--- Start ---

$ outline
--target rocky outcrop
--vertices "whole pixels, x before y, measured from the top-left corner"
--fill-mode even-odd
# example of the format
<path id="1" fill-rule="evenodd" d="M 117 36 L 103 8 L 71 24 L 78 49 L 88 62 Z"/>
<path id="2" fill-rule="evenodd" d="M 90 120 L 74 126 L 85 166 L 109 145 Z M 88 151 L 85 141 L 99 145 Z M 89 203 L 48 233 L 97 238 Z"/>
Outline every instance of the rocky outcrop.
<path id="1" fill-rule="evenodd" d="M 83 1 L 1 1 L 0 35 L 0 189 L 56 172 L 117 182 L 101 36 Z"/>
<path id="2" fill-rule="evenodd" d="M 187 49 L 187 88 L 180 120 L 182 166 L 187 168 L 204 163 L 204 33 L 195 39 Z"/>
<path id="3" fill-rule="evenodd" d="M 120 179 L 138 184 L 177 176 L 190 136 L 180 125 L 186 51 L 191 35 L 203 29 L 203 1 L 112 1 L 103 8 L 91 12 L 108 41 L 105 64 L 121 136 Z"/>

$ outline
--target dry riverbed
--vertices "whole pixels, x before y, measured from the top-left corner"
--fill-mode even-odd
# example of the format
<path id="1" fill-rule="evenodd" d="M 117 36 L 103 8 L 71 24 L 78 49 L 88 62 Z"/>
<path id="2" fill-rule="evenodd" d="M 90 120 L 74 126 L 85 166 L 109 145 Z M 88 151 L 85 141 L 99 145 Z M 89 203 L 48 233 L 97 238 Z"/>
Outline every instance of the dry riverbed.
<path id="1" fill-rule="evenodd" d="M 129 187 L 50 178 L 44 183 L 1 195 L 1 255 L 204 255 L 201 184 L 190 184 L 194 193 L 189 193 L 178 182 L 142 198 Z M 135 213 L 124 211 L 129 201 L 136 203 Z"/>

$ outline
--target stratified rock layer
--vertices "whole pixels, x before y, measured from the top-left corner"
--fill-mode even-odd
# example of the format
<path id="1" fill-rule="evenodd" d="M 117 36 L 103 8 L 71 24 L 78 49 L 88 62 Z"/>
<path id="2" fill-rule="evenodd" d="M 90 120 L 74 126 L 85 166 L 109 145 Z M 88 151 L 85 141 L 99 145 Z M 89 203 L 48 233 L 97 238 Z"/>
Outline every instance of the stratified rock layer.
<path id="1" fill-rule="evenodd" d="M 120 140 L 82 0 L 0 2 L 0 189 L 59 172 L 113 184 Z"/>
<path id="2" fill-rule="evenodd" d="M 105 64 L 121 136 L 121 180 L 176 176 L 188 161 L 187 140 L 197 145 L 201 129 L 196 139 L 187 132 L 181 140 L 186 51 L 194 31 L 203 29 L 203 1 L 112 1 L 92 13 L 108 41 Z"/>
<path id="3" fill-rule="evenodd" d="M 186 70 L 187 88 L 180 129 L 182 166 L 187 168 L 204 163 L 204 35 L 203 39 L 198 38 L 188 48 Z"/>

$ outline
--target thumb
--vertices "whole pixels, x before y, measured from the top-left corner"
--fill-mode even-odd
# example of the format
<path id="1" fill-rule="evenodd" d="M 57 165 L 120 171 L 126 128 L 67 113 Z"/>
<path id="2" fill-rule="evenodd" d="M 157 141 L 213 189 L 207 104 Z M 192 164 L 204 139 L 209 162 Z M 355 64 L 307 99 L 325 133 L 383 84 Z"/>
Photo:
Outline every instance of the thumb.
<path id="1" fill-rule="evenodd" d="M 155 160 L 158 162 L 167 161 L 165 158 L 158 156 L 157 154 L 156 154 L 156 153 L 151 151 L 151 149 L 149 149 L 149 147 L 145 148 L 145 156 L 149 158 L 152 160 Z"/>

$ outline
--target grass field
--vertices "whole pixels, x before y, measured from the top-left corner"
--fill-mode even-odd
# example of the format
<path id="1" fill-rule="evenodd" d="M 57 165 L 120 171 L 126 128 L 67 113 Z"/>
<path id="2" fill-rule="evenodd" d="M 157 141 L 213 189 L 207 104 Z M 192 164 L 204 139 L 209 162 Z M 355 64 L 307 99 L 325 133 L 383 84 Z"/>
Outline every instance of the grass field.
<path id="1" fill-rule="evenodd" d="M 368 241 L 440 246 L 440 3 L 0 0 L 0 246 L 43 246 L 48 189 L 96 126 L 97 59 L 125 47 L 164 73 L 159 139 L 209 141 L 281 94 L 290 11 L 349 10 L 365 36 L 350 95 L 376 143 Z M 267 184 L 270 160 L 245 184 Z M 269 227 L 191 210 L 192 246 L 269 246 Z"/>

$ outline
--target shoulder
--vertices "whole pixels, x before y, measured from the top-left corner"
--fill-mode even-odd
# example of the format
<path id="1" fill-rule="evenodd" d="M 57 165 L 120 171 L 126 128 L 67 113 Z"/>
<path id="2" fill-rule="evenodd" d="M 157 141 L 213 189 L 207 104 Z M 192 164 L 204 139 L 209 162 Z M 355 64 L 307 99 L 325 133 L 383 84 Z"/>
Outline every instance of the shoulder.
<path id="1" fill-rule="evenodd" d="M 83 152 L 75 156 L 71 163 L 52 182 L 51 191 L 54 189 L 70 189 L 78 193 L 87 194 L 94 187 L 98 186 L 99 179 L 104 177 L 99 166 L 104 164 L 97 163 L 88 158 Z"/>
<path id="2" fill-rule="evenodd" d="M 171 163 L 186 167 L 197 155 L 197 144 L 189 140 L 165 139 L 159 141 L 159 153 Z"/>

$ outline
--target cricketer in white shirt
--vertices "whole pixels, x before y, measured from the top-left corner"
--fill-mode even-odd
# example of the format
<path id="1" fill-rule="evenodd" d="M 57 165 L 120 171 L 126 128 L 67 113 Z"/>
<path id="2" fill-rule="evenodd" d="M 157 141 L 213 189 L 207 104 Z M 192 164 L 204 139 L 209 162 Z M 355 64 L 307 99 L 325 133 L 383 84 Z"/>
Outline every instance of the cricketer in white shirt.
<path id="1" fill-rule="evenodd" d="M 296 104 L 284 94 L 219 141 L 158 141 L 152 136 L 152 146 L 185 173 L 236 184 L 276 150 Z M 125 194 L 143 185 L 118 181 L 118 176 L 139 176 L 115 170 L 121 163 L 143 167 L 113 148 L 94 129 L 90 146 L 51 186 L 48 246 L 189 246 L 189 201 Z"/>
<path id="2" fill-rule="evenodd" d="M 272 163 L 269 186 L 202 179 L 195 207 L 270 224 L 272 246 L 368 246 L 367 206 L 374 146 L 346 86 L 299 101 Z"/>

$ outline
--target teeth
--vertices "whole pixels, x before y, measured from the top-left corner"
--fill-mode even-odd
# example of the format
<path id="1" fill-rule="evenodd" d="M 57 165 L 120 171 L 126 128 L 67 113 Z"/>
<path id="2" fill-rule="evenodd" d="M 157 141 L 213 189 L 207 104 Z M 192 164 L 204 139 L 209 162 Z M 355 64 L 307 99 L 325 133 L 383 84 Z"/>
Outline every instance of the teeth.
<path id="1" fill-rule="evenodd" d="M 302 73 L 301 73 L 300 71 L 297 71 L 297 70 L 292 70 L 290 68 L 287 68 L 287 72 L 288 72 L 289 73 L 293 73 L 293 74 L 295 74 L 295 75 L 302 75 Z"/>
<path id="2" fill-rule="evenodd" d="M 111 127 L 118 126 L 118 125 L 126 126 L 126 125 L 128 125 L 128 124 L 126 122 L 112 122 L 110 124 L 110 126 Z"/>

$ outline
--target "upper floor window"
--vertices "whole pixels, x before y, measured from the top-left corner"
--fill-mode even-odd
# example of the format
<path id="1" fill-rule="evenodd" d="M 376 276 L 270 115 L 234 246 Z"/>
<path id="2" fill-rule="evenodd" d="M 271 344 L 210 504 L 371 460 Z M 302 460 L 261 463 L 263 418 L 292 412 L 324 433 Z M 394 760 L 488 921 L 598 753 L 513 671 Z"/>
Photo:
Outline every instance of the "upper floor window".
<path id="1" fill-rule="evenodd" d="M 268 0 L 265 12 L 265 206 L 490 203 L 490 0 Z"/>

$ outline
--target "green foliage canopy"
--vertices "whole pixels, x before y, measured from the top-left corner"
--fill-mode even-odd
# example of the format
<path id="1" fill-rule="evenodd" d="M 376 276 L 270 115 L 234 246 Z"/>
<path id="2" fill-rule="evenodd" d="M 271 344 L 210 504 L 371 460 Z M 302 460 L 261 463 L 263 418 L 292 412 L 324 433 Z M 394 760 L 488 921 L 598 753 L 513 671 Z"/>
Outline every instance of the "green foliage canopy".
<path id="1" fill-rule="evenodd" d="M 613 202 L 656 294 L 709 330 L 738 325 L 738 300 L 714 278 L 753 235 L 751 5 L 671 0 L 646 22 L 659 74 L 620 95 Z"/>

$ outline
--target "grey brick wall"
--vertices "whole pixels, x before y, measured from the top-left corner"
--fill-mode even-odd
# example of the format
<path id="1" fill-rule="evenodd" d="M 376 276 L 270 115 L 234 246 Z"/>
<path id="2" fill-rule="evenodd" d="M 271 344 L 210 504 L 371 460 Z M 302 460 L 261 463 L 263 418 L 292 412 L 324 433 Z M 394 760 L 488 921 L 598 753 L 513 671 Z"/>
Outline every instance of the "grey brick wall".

--- End ---

### Exercise instructions:
Print the lines of the records from the start through the line containing "120 179 L 138", that line included, reproducing them exactly.

### Result below:
$ outline
--target rocky outcrop
--vertices "whole pixels, x before y, measured from the top-left corner"
--fill-mode even-odd
# example of the format
<path id="1" fill-rule="evenodd" d="M 117 36 L 103 8 L 71 24 L 78 49 L 88 62 Z"/>
<path id="2" fill-rule="evenodd" d="M 90 120 L 74 126 L 85 166 L 109 145 Z M 88 151 L 85 141 L 99 145 Z M 89 203 L 48 233 L 97 238 Z"/>
Outline every instance of the rocky outcrop.
<path id="1" fill-rule="evenodd" d="M 83 1 L 1 1 L 0 35 L 0 189 L 56 172 L 117 182 L 101 36 Z"/>
<path id="2" fill-rule="evenodd" d="M 187 49 L 187 88 L 180 120 L 182 166 L 187 168 L 204 163 L 204 33 L 195 39 Z"/>
<path id="3" fill-rule="evenodd" d="M 120 179 L 138 184 L 177 176 L 190 136 L 180 125 L 186 51 L 191 35 L 203 29 L 203 1 L 112 1 L 103 8 L 91 12 L 108 41 L 105 64 L 121 136 Z"/>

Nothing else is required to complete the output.